*DATA ENTRIES:*
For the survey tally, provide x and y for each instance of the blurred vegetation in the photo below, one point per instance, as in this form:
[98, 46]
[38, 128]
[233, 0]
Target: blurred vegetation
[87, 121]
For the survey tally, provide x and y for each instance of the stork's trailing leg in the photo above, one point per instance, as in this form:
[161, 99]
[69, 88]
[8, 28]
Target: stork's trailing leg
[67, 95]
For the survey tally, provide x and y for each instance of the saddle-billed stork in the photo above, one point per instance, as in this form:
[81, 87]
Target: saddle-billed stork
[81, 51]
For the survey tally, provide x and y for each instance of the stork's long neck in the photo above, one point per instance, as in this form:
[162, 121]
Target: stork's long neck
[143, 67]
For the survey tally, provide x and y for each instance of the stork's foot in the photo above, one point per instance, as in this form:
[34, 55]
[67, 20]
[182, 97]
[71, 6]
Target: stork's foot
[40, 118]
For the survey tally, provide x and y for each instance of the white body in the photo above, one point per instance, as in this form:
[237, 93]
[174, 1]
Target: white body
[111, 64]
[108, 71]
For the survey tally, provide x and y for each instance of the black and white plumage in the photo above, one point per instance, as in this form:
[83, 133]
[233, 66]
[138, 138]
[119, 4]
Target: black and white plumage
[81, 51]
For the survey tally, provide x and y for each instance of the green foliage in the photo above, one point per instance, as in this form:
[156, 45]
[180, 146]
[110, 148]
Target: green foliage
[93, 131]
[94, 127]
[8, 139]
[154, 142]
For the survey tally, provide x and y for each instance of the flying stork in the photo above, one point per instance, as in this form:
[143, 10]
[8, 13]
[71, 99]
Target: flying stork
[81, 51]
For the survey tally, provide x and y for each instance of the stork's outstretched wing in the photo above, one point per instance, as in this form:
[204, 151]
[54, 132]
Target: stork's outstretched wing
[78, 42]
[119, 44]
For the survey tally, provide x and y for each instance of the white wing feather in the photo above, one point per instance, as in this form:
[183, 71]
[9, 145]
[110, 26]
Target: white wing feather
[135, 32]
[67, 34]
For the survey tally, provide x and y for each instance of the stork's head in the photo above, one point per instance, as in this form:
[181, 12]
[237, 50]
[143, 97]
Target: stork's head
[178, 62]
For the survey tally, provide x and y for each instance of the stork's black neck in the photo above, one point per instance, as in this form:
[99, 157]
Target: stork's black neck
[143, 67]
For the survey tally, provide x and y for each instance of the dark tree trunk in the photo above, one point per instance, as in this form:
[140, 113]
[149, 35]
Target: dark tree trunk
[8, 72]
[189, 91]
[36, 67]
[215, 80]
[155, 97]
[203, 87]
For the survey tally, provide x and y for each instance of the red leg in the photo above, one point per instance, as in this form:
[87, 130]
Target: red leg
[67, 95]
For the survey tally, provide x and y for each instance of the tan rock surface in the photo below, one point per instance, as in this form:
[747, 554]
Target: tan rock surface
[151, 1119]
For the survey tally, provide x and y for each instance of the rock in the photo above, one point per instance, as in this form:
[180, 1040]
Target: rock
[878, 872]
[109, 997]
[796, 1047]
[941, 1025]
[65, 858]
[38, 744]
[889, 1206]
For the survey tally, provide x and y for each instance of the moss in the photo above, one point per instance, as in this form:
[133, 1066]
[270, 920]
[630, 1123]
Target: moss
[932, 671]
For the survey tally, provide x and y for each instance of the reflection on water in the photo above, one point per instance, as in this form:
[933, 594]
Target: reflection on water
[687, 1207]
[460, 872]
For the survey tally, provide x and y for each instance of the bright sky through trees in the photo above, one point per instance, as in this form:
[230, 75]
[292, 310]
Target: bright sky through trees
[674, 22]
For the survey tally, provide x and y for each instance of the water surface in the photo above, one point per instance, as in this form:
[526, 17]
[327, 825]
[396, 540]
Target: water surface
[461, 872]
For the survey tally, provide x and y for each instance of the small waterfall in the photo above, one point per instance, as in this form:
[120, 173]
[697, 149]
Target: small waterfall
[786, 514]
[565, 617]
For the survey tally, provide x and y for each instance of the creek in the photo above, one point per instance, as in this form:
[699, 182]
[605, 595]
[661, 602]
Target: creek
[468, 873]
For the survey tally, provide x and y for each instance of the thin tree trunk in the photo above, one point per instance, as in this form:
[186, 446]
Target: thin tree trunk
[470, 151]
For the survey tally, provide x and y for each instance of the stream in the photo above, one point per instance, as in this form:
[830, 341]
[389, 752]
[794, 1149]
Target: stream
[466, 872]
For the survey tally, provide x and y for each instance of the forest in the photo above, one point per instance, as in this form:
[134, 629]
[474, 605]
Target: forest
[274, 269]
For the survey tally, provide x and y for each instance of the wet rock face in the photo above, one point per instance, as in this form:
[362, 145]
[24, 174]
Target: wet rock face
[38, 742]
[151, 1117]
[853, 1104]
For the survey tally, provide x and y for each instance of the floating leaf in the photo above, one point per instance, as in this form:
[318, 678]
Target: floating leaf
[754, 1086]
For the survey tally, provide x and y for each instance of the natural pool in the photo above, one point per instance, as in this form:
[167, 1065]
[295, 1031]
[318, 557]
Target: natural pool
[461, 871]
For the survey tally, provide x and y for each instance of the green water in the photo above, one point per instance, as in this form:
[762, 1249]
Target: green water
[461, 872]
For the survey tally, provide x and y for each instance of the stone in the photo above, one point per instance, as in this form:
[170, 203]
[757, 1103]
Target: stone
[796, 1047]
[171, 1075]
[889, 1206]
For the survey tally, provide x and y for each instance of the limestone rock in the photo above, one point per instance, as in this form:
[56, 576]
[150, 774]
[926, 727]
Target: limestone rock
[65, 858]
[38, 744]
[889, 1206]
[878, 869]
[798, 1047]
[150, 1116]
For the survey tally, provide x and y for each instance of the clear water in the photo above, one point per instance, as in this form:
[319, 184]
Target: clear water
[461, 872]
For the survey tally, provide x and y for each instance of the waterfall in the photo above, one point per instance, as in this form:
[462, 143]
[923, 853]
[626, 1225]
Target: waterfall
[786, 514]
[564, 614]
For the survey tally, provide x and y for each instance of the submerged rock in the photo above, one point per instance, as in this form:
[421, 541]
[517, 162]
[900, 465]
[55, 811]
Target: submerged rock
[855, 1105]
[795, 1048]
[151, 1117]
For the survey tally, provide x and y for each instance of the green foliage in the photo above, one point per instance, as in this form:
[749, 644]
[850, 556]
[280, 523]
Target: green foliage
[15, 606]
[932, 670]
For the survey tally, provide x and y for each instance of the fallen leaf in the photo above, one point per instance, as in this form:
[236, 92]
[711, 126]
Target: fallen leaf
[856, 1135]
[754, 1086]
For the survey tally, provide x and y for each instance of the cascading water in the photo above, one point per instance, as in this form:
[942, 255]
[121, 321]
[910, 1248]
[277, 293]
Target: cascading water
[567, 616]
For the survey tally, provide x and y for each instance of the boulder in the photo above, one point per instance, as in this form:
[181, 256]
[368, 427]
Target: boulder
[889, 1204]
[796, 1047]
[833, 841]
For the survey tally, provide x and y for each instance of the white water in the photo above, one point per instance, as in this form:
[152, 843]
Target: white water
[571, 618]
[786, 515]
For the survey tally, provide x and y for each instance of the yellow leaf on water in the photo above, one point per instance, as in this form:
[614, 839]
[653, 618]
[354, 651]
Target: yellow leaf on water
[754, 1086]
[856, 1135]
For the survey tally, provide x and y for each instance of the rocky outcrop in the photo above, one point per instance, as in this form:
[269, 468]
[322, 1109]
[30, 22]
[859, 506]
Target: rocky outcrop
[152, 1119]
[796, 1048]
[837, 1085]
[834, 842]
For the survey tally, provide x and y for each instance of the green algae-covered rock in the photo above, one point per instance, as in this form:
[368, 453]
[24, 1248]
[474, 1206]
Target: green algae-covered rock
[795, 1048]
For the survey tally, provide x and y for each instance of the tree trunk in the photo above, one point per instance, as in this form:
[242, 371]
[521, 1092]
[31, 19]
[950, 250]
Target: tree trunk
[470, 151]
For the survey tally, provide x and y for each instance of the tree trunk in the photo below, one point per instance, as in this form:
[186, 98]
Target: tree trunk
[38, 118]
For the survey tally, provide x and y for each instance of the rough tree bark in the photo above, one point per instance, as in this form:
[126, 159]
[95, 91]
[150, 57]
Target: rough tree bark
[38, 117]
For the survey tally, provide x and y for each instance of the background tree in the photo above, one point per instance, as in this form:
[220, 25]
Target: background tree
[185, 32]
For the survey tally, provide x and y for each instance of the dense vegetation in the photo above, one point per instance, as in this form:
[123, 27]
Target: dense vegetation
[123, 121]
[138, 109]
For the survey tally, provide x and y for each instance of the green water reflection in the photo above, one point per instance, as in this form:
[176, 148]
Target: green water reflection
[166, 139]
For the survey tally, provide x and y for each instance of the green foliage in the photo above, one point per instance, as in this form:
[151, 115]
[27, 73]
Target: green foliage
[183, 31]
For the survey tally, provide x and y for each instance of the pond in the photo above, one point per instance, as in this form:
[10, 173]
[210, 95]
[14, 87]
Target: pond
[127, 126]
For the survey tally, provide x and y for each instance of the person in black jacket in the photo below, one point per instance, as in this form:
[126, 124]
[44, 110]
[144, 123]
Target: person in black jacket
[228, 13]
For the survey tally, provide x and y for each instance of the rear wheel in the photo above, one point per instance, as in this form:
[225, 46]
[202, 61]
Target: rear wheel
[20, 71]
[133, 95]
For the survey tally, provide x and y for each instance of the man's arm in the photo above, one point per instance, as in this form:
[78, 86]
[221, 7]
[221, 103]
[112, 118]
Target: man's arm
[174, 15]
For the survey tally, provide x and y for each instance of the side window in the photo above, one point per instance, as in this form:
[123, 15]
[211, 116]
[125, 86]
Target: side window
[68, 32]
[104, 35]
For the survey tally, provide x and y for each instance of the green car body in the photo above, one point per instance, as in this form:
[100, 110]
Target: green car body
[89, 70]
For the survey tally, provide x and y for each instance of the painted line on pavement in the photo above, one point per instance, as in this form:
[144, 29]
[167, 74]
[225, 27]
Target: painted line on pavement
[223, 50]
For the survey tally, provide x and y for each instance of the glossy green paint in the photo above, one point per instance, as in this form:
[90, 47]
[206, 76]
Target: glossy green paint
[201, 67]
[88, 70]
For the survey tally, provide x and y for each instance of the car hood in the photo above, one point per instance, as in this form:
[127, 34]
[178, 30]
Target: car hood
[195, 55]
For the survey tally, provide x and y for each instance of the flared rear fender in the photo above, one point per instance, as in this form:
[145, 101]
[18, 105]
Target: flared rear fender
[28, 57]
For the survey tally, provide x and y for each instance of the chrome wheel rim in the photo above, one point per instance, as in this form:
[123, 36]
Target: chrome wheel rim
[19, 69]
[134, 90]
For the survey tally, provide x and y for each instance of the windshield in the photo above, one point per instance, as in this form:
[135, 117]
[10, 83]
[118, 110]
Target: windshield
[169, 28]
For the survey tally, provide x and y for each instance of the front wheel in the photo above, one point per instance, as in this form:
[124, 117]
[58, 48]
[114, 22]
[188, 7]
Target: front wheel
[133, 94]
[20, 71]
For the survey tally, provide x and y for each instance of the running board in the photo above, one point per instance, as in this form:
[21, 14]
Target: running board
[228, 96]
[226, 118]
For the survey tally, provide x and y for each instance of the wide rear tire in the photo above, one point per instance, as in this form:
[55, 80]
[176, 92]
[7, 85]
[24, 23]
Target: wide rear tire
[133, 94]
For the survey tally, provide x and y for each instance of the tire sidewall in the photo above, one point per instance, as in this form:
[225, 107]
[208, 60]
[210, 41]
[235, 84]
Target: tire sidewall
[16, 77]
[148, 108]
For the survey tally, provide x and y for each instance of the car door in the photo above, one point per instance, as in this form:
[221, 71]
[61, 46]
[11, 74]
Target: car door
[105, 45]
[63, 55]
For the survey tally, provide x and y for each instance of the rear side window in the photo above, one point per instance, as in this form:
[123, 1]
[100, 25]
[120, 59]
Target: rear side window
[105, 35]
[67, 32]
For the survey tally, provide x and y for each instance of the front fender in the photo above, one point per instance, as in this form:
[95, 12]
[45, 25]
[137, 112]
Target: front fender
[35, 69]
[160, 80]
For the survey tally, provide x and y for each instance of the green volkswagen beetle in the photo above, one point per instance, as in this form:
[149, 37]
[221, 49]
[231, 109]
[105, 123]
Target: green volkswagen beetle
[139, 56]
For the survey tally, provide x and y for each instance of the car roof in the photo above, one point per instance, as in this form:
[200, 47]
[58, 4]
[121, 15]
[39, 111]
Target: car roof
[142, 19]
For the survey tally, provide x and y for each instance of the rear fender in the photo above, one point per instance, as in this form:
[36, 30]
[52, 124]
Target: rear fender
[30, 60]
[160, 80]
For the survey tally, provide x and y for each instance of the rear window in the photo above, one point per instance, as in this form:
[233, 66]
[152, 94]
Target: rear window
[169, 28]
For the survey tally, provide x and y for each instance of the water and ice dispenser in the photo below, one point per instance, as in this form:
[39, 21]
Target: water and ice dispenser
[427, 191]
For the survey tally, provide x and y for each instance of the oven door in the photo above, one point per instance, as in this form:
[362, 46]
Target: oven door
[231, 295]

*GIVEN REQUEST:* Rewrite the stretch from the line containing "of the oven" through the last line, replacing "oven door" with "oven handle" and leaving everything else unchanged.

*WRITTEN RESPONSE:*
For the survey tally, provide x and y for each instance of the oven handle in the photo above, one point per instance, as in this form:
[362, 46]
Target: oven handle
[231, 295]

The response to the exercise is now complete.